[[ Selected extract open ]]

Migrant children could suffer most under Trump's plan: advocates
NEW YORK, Nov. 20 (Xinhua) -- As U.S. President-elect Donald Trump continues to name people to his cabinet and strategizes how to fulfill his many tough-on-immigration promises, immigrant advocates and attorneys worry that one group will receive an outsized share of the punitive initiatives: children, reported USA Today on Wednesday.
"Whether a return to family separations at the border or breaking up or deporting mixed-status families in U.S. cities, advocates said the incoming Trump administration could unleash a slew of challenges to children in the U.S.," said the report.
Immigrant advocates also worry that mass deportations promised by Trump on the campaign trail would lead to families being separated, as one or both parents are deported, while children, some of them U.S. citizens, stay behind, according to the report.

[[ Selected extract closed ]]
[[ Data provided open ]]

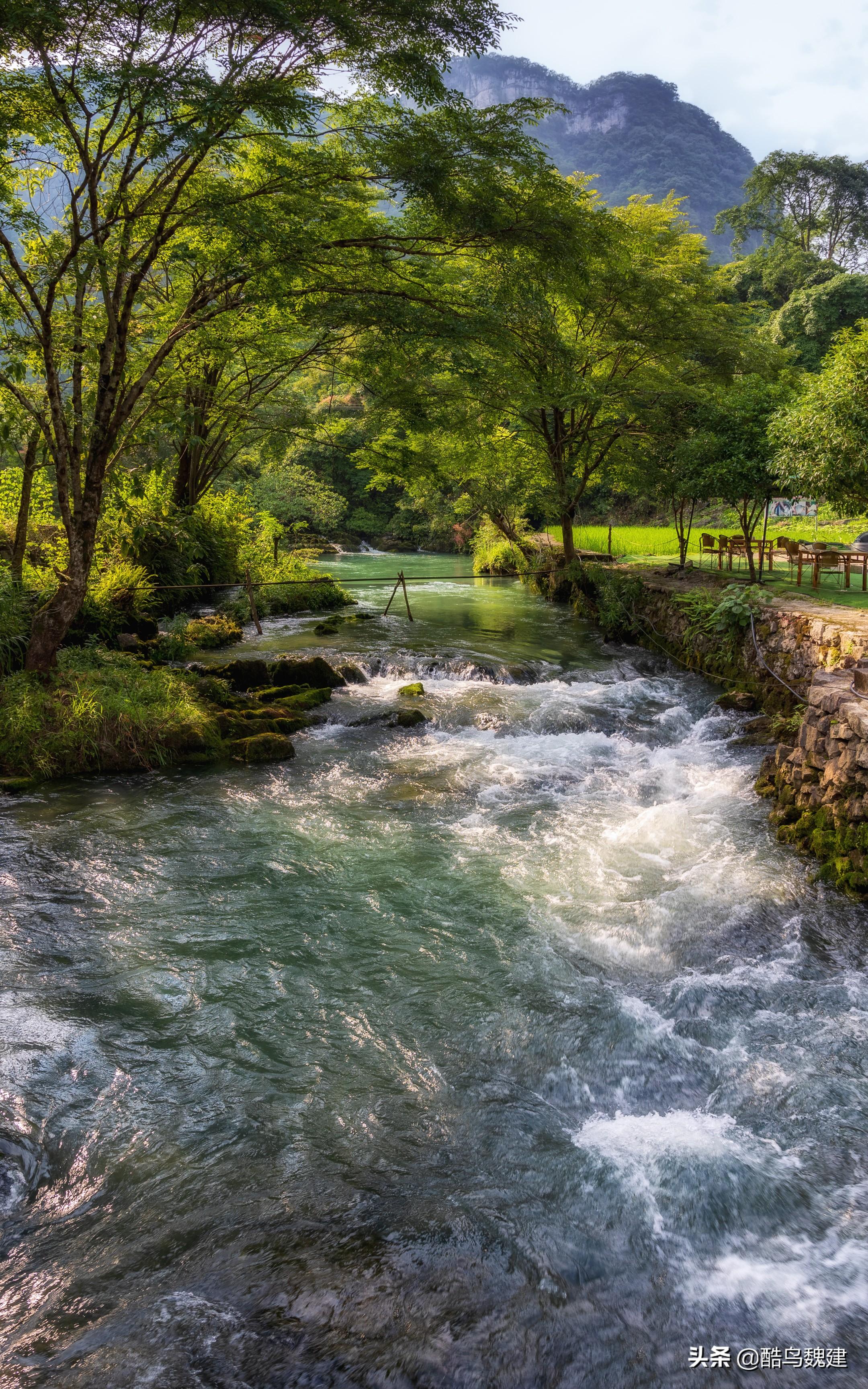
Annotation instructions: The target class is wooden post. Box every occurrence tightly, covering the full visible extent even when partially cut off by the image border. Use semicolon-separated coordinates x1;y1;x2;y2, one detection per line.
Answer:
383;574;401;617
400;570;412;622
244;567;262;636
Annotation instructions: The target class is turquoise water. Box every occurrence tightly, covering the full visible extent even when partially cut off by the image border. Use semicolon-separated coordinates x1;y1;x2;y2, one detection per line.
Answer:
0;555;868;1389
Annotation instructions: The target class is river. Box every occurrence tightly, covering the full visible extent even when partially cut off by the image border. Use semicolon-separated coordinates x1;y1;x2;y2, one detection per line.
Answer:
0;554;868;1389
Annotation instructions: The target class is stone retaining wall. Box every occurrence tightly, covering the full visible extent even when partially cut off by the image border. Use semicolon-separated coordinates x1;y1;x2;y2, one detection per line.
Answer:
633;579;868;710
757;660;868;897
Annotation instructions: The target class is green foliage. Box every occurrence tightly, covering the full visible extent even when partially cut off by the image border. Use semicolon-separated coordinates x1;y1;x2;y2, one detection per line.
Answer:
150;613;192;665
80;560;156;639
0;571;31;675
347;507;385;535
0;649;218;776
770;320;868;506
771;274;868;371
710;584;772;632
564;561;645;639
252;458;346;535
185;613;244;647
0;468;55;525
715;150;868;267
471;517;530;574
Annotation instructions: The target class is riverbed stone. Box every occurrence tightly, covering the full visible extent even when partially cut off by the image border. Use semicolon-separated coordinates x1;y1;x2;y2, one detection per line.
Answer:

[[ Data provided closed ]]

Task description: Proceed with the news report on advocates' concerns for migrant children under Trump's immigration plans, beginning after its last sentence.

Result of the exercise:
Splitting up families who are deported would leave psychological trauma that could be passed down from one generation to the next, said Charles Nelson, a professor of pediatrics at Harvard Medical School, who has studied the impact of family separations on children.
One of the most controversial practices during Trump's first term was separating families at the border under the administration's "zero tolerance" policy. The separations, designed to deter illegal border crossings, sparked a national backlash, as video images of toddlers crying for their parents in holding facilities circulated through the media.